* _Excerpted passage_:
· · ·
# rockler dovetail jig



## reds_21 (Dec 24, 2004)

I have a craftsman router and i recently purchased a rockler 12" dovetail jig. i am having difficulties in setting up the router. the kit comes with a bushing and the carbide tipped bit. i am not understanding how the bushing hooks to the base of the craftsman router base. has anyone ever had a craftsman router using the rockler jig? are there any missing parts that there not telling me about or can anyone help me so i can move on and start routing....please any help. i don't know how to set the bushing up...........


----------



## Mike (Nov 22, 2004)

Reds, it's not you... its your router. Craftsmen routers come in many flavors and types. From what I know about my own Craftsman my guess is you will find an opening with 3 screw holes around it in your base plate. This base plate is designed to work with Craftsman guide bushings only. I know my 2 guide bushings are plastic and flimsy to boot. The good news is this is a simple fix. You can buy a replacement base plate for your router that will accept the Porter Cable style bushing that came with your jig. Many aftermarket companies sell base plates. As long as you need to change the base plate anyways, consider the options. Clear is nice, gives you a bit more view of your work. Oversize is very handy for use with jigs and fixtures. Some have circle cutting features built in. That said, you can build your own out of 1/4" Masonite or plastic. Round or square is fine. Remove your base plate and use it as a pattern for the 3 mounting holes. Buy yourself a 1/8" veining bit, these are very cheap, (maybe $2) and mount it in your router. Attach your base plate and slowly plunge your bit through it for a right on the money center point. Remove the plate and off to the drill press where you will drill 2 different sized holes to mount the collar. Forstner bits are the answer for this job. The bottom hole is first. Its larger and goes only deep enough to give you a small lip. Then drill down from the top side with a bit the same size as your threaded sleeve. If you measured right your guide bushing should mount up perfect now. If it sits below the bottom surface you can easily reinstall the larger bit and adjust the depth to flush. This 3 step drilling process may seem silly at first, but it allows you to use the 1/8" center hole to locate both drill bits.
· · ·
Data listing
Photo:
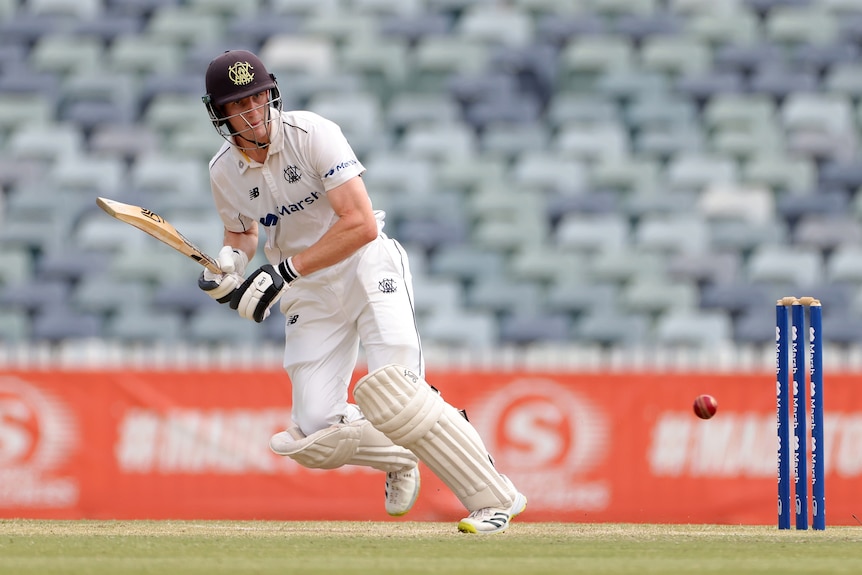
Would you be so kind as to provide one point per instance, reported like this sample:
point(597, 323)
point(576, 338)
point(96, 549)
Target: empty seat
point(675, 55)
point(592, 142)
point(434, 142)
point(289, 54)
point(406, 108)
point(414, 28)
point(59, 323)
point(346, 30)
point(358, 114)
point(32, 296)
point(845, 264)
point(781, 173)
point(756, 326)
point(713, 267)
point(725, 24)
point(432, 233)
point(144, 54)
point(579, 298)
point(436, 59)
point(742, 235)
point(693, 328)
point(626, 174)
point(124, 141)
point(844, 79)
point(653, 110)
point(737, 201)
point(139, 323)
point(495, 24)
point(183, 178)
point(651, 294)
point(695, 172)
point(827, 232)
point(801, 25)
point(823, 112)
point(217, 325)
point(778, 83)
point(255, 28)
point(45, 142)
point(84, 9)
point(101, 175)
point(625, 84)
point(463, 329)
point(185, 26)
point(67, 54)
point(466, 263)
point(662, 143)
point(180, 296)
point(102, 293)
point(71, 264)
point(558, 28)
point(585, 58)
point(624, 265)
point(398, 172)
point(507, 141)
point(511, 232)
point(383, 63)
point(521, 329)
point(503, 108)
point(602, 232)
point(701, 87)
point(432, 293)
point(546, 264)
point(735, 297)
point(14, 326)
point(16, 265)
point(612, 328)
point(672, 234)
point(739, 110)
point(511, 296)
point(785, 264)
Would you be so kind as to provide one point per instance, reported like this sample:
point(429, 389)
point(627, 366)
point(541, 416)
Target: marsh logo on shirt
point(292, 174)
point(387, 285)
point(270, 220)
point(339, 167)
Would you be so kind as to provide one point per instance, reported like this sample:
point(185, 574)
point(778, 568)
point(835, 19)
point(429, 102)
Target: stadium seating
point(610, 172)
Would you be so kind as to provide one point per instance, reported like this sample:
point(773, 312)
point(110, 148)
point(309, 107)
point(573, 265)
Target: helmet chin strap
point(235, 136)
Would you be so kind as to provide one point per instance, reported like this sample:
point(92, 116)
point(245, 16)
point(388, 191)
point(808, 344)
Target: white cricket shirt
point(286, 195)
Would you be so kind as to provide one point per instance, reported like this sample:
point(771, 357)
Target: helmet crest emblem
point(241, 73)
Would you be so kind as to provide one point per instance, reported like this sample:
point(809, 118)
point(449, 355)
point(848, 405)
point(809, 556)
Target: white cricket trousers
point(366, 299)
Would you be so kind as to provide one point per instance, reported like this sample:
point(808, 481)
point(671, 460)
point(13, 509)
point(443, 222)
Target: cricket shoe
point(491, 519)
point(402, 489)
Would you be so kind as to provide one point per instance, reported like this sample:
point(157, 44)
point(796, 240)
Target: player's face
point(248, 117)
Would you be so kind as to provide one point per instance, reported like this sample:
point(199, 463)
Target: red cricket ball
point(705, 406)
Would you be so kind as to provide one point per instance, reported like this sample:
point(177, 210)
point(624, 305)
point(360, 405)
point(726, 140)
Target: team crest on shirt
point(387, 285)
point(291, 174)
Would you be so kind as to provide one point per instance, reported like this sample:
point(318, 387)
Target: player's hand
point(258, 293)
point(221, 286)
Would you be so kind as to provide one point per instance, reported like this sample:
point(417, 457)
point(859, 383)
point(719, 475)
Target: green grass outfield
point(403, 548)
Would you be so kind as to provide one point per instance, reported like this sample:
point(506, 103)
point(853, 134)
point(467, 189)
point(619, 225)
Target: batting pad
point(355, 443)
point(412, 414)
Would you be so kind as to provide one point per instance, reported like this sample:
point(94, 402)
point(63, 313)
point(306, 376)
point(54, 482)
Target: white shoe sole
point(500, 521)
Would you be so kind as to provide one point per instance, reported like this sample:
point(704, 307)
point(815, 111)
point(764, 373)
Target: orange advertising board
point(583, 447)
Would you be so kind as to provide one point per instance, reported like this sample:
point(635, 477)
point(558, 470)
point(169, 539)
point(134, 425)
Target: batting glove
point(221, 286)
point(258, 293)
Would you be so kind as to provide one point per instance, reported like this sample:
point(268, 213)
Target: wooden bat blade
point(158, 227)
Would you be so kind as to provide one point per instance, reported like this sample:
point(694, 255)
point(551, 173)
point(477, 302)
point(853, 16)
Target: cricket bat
· · ·
* _Your goal_:
Reproduce word for word the part of the dovetail jig thread that begins with "## reds_21 (Dec" and ends after "(Nov 22, 2004)". The rows in the data listing bear no relation to the dovetail jig thread.

* _Problem solution_:
## reds_21 (Dec 24, 2004)

I have a craftsman router and i recently purchased a rockler 12" dovetail jig. i am having difficulties in setting up the router. the kit comes with a bushing and the carbide tipped bit. i am not understanding how the bushing hooks to the base of the craftsman router base. has anyone ever had a craftsman router using the rockler jig? are there any missing parts that there not telling me about or can anyone help me so i can move on and start routing....please any help. i don't know how to set the bushing up...........


----------



## Mike (Nov 22, 2004)